▶ Description of the task
Edit the data below so that every "instance" becomes "occurrence", and leave everything else unchanged.

[Collected data]
■ ■ ■ ■

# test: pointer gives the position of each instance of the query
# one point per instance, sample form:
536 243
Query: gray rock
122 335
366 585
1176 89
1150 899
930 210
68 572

■ ■ ■ ■

▶ Response
# test: pointer gives the position of each occurrence of the query
# one point per occurrence, sample form:
536 243
Query: gray rock
122 335
366 585
1176 89
1150 899
930 210
68 572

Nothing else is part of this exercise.